● Directions for this task: Please set down only the lines between the line containing "for the group" and the end of the records, inclusive, exactly as they stand.

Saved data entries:
-- Opening Marker --
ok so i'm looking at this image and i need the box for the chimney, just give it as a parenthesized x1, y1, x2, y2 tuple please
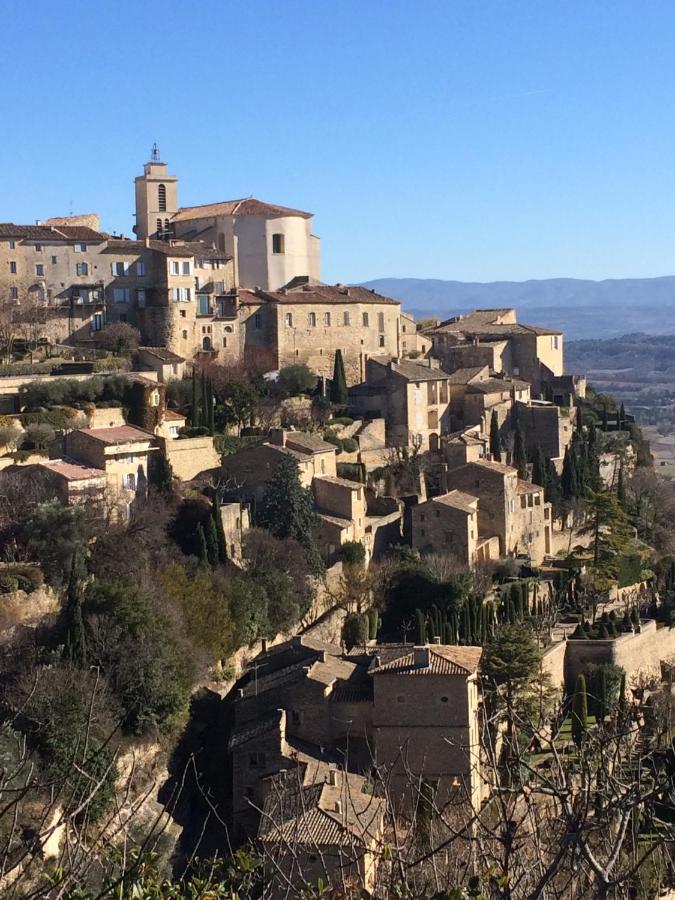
(327, 769, 339, 786)
(261, 639, 268, 653)
(373, 654, 381, 668)
(35, 219, 41, 226)
(269, 428, 287, 447)
(334, 799, 343, 815)
(237, 688, 244, 698)
(414, 646, 430, 669)
(433, 635, 441, 645)
(145, 237, 150, 248)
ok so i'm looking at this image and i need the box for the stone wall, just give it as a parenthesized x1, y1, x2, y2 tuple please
(564, 619, 675, 688)
(159, 435, 220, 481)
(542, 640, 566, 693)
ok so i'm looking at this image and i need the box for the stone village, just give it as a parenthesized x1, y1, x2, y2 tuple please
(1, 149, 672, 894)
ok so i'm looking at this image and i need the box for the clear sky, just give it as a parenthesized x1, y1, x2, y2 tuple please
(3, 0, 675, 284)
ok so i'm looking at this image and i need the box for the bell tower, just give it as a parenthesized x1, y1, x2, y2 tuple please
(134, 144, 179, 240)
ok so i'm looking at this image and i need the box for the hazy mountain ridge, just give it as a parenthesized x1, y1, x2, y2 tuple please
(360, 276, 675, 339)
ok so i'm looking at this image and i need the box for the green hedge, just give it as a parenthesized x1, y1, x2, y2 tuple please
(0, 565, 43, 594)
(0, 361, 61, 377)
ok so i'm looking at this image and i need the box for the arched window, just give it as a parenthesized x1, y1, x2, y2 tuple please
(158, 184, 167, 212)
(308, 312, 316, 327)
(202, 336, 212, 351)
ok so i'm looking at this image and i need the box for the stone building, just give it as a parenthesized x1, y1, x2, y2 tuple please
(463, 376, 531, 432)
(349, 356, 453, 451)
(425, 308, 563, 391)
(259, 763, 385, 896)
(239, 279, 403, 384)
(227, 635, 483, 835)
(515, 399, 574, 463)
(411, 490, 481, 563)
(370, 644, 484, 811)
(133, 149, 320, 292)
(443, 459, 552, 564)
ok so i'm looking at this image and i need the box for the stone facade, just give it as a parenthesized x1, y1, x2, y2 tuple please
(411, 491, 479, 563)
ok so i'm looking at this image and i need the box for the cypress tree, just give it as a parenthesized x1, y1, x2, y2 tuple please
(63, 552, 86, 668)
(602, 405, 608, 431)
(330, 349, 348, 406)
(617, 461, 626, 509)
(207, 378, 215, 434)
(545, 458, 562, 514)
(367, 607, 379, 640)
(571, 674, 589, 747)
(196, 522, 209, 565)
(200, 370, 208, 428)
(205, 515, 219, 567)
(575, 405, 584, 433)
(531, 444, 547, 488)
(619, 672, 627, 710)
(513, 426, 528, 479)
(561, 447, 578, 500)
(619, 402, 626, 429)
(191, 368, 198, 427)
(598, 665, 609, 721)
(489, 410, 502, 463)
(212, 493, 227, 563)
(416, 609, 426, 645)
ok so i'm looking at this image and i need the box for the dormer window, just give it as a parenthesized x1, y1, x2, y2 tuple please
(158, 183, 167, 212)
(272, 233, 285, 254)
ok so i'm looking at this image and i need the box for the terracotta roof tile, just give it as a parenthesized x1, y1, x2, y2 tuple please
(78, 425, 153, 445)
(370, 644, 482, 676)
(172, 197, 312, 222)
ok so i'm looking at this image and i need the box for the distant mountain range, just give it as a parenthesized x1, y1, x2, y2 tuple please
(359, 276, 675, 339)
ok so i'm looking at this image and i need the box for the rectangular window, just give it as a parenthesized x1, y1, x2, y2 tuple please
(378, 311, 385, 331)
(74, 243, 87, 252)
(182, 261, 190, 275)
(362, 312, 369, 327)
(34, 244, 42, 252)
(10, 287, 18, 300)
(9, 261, 16, 274)
(112, 261, 125, 276)
(76, 262, 89, 276)
(136, 288, 146, 308)
(113, 288, 130, 303)
(35, 264, 44, 276)
(343, 311, 350, 326)
(51, 255, 57, 264)
(255, 312, 262, 329)
(324, 312, 331, 326)
(123, 473, 136, 492)
(197, 294, 211, 316)
(8, 240, 15, 249)
(171, 261, 180, 275)
(272, 233, 285, 254)
(379, 334, 385, 347)
(136, 261, 145, 276)
(285, 312, 293, 327)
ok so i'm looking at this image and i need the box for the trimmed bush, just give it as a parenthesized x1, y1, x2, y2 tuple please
(323, 430, 343, 453)
(341, 437, 358, 453)
(0, 574, 19, 593)
(331, 417, 354, 427)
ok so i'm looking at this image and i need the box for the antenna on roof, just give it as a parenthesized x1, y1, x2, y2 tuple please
(151, 142, 161, 162)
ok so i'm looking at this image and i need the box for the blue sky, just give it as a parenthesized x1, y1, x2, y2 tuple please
(3, 0, 675, 283)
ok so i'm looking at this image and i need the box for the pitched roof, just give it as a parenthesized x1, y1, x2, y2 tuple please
(227, 709, 283, 750)
(0, 223, 106, 242)
(516, 479, 542, 495)
(138, 345, 185, 362)
(467, 377, 530, 395)
(446, 366, 489, 385)
(428, 308, 562, 337)
(38, 459, 106, 482)
(471, 458, 517, 475)
(258, 766, 384, 848)
(431, 490, 479, 514)
(248, 283, 399, 307)
(172, 197, 312, 222)
(103, 238, 230, 259)
(77, 425, 154, 445)
(313, 474, 363, 490)
(282, 432, 337, 454)
(163, 409, 186, 421)
(368, 357, 450, 382)
(370, 644, 483, 676)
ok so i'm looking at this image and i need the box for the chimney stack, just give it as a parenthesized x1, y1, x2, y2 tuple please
(414, 646, 430, 669)
(334, 799, 343, 815)
(328, 769, 338, 786)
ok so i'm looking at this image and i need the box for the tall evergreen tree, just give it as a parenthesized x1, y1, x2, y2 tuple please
(63, 552, 87, 668)
(200, 370, 208, 428)
(617, 461, 626, 509)
(575, 404, 584, 433)
(191, 368, 199, 427)
(489, 410, 502, 463)
(619, 401, 626, 429)
(205, 515, 219, 567)
(196, 522, 209, 566)
(212, 492, 228, 563)
(561, 447, 578, 500)
(330, 349, 348, 406)
(207, 378, 215, 434)
(513, 427, 528, 479)
(602, 405, 609, 431)
(571, 673, 589, 747)
(257, 456, 324, 573)
(531, 444, 547, 488)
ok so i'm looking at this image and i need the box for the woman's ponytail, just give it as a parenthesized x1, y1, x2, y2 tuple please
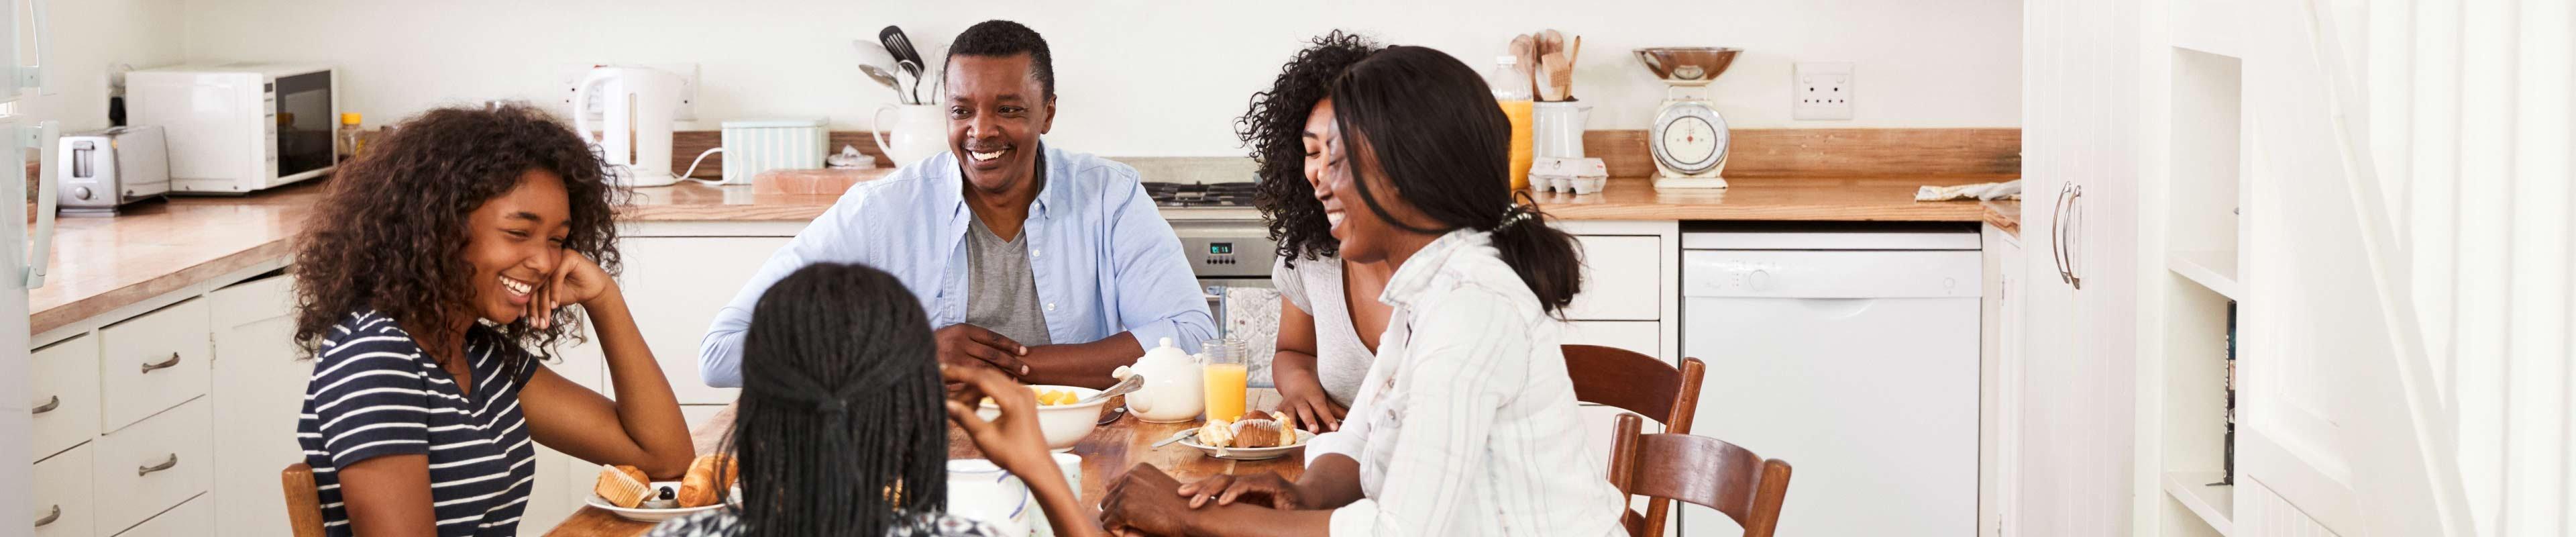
(1487, 201, 1584, 315)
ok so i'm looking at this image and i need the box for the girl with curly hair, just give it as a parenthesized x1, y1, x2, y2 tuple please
(290, 103, 694, 536)
(1237, 30, 1387, 434)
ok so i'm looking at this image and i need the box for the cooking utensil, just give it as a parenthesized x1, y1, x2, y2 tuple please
(1152, 429, 1197, 448)
(1081, 375, 1144, 405)
(1508, 34, 1538, 98)
(852, 40, 898, 70)
(881, 26, 926, 76)
(880, 26, 928, 102)
(859, 64, 905, 101)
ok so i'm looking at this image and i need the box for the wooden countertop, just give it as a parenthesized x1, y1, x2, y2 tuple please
(32, 184, 324, 334)
(30, 171, 2023, 334)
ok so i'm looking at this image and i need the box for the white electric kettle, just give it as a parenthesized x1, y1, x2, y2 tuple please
(573, 66, 686, 187)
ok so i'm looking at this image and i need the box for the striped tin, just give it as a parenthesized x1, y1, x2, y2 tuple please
(719, 118, 830, 185)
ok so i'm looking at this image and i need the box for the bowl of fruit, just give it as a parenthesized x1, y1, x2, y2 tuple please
(977, 385, 1110, 451)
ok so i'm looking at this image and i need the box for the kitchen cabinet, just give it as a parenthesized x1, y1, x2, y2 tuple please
(30, 335, 98, 463)
(1556, 220, 1680, 363)
(2017, 0, 2145, 532)
(16, 264, 337, 537)
(30, 445, 93, 537)
(207, 273, 311, 537)
(97, 299, 211, 434)
(93, 397, 211, 535)
(1978, 224, 2024, 537)
(609, 235, 791, 403)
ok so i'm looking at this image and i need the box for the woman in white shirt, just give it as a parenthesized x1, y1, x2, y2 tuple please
(1239, 31, 1391, 432)
(1099, 44, 1627, 537)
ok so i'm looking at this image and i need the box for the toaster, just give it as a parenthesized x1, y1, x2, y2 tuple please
(56, 126, 172, 216)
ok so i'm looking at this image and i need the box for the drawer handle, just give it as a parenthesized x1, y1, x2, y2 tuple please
(30, 395, 58, 415)
(140, 352, 180, 374)
(34, 504, 58, 528)
(137, 454, 178, 476)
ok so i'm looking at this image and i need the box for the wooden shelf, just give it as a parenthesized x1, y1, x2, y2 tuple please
(2167, 250, 2242, 300)
(2162, 471, 2235, 536)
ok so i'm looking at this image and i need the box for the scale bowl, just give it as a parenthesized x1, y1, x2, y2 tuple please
(1633, 47, 1743, 83)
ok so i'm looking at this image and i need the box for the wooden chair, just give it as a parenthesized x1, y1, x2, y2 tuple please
(1606, 413, 1793, 537)
(282, 462, 329, 537)
(1562, 345, 1707, 534)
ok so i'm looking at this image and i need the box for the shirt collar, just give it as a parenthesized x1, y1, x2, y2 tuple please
(1377, 228, 1487, 311)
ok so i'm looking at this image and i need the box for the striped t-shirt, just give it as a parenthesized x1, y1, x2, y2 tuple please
(297, 311, 541, 536)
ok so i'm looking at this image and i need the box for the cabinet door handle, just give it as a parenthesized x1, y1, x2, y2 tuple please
(137, 453, 178, 476)
(140, 352, 180, 374)
(2060, 185, 2084, 290)
(2047, 183, 2070, 284)
(30, 395, 58, 415)
(34, 504, 59, 528)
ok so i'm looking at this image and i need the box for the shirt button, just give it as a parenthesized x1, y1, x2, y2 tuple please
(1032, 249, 1042, 258)
(1045, 303, 1057, 311)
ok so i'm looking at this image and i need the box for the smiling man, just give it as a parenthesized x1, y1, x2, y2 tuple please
(700, 20, 1212, 389)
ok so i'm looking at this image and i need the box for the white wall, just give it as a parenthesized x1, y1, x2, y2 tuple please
(32, 0, 186, 132)
(176, 0, 2019, 156)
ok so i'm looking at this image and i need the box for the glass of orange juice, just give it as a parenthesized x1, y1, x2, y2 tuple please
(1201, 339, 1248, 422)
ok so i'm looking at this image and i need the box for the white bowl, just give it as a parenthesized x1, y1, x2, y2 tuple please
(976, 385, 1112, 451)
(1177, 429, 1317, 460)
(584, 481, 735, 523)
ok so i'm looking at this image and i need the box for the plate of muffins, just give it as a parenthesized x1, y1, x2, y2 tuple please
(586, 454, 741, 522)
(1177, 411, 1316, 460)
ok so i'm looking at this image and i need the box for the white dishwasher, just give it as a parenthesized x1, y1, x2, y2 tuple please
(1678, 227, 1980, 536)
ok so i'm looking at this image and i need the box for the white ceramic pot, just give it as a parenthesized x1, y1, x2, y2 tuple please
(1110, 338, 1204, 423)
(1532, 101, 1593, 158)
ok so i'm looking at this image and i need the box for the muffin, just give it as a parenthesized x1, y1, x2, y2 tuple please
(592, 465, 651, 508)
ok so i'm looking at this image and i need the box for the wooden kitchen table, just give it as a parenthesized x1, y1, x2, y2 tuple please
(546, 391, 1299, 536)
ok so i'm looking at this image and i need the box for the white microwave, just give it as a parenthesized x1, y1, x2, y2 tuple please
(127, 62, 338, 194)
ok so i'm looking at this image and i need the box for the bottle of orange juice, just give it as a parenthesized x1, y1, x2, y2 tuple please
(1201, 339, 1248, 422)
(1491, 56, 1536, 191)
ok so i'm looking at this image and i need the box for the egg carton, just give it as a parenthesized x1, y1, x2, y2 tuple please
(1528, 156, 1609, 194)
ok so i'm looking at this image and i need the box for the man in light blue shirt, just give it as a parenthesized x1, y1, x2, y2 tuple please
(700, 20, 1211, 389)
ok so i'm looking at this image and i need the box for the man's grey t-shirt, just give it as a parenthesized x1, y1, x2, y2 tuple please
(964, 217, 1053, 346)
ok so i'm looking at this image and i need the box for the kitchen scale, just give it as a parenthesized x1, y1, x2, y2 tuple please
(1634, 47, 1743, 189)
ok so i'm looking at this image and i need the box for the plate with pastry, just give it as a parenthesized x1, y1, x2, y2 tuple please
(586, 454, 742, 522)
(1175, 410, 1318, 460)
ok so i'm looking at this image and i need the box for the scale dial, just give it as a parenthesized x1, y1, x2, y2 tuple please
(1650, 101, 1729, 175)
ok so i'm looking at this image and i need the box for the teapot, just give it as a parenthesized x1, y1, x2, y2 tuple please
(1110, 338, 1204, 423)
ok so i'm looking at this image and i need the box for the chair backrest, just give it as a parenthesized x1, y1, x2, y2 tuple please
(282, 462, 329, 537)
(1561, 345, 1707, 435)
(1562, 345, 1707, 537)
(1607, 413, 1793, 537)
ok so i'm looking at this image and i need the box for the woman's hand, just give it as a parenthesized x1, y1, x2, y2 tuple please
(531, 248, 618, 330)
(1177, 472, 1307, 509)
(1101, 464, 1197, 536)
(1273, 377, 1346, 433)
(941, 365, 1056, 477)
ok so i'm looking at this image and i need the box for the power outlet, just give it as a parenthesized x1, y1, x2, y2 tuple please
(557, 62, 700, 122)
(1793, 62, 1855, 121)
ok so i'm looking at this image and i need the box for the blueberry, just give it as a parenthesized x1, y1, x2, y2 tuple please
(659, 487, 676, 500)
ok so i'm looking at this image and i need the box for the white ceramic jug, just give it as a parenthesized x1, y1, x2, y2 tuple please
(1110, 338, 1204, 423)
(944, 458, 1032, 536)
(871, 103, 948, 168)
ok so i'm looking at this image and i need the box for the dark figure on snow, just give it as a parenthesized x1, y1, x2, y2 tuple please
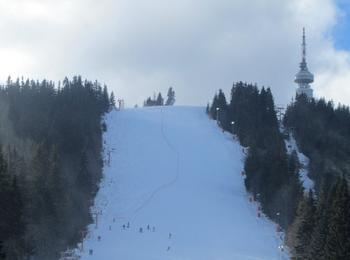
(139, 227, 143, 233)
(127, 222, 130, 228)
(89, 249, 93, 255)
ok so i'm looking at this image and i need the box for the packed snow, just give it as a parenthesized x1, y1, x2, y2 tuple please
(73, 106, 288, 260)
(282, 129, 314, 192)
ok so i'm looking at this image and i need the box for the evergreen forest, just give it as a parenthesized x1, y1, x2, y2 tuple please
(0, 76, 114, 259)
(208, 82, 350, 259)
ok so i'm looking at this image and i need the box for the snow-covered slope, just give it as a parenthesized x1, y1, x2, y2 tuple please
(282, 129, 314, 193)
(75, 106, 288, 260)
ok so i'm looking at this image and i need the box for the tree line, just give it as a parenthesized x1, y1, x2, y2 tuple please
(143, 87, 175, 107)
(284, 94, 350, 259)
(208, 83, 350, 258)
(0, 76, 114, 259)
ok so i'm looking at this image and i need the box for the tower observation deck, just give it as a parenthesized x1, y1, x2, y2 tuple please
(295, 28, 314, 99)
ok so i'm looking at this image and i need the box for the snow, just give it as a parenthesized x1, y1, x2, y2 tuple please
(282, 128, 314, 192)
(73, 106, 289, 260)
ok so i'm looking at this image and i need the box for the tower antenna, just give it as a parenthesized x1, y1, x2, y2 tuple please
(302, 27, 306, 64)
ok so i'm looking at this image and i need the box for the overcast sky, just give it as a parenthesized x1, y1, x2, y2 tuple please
(0, 0, 349, 107)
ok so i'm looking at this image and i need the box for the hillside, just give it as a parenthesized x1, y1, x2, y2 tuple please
(0, 77, 112, 259)
(74, 106, 288, 260)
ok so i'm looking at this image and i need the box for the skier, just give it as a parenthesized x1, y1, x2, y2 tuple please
(167, 246, 171, 251)
(109, 225, 112, 231)
(123, 224, 126, 230)
(127, 222, 130, 228)
(97, 236, 101, 241)
(139, 227, 143, 233)
(147, 224, 150, 231)
(152, 226, 155, 232)
(89, 249, 93, 255)
(168, 233, 172, 239)
(113, 217, 116, 223)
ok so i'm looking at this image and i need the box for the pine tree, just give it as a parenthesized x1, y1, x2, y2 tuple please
(209, 94, 219, 119)
(260, 87, 278, 128)
(144, 97, 151, 107)
(165, 87, 175, 105)
(0, 242, 5, 259)
(48, 146, 66, 214)
(76, 151, 93, 195)
(324, 177, 350, 259)
(0, 148, 10, 247)
(0, 146, 26, 258)
(215, 89, 229, 129)
(217, 89, 227, 109)
(282, 151, 302, 227)
(292, 191, 316, 259)
(102, 85, 109, 111)
(244, 146, 261, 193)
(30, 145, 50, 218)
(5, 176, 25, 259)
(109, 91, 116, 109)
(9, 176, 24, 238)
(156, 93, 164, 106)
(307, 181, 330, 260)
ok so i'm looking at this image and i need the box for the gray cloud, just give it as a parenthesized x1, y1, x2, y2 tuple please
(0, 0, 348, 107)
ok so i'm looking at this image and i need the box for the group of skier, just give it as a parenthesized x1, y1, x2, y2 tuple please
(136, 224, 173, 251)
(138, 224, 156, 233)
(88, 220, 173, 255)
(122, 222, 130, 230)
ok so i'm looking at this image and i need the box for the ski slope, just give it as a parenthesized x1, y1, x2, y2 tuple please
(283, 130, 314, 193)
(75, 106, 288, 260)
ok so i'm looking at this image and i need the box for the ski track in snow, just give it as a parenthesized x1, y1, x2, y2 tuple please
-- Closing Marker --
● Output of the task:
ok so i'm looking at this image and i need the box for the group of skier, just give it as a parenthesized x1, y1, x2, y2 tuple please
(136, 224, 173, 251)
(138, 224, 156, 233)
(88, 220, 173, 255)
(122, 222, 130, 230)
ok so i'm looking at this image and i need the box for the ski slope, just give it as a parenthesized x1, y1, x2, y2 tuple please
(283, 130, 314, 193)
(75, 106, 288, 260)
ok so i'm looking at this image and i need the box for the ski track in snow, just give it as a parenthesized x1, y1, x2, y2 tuple please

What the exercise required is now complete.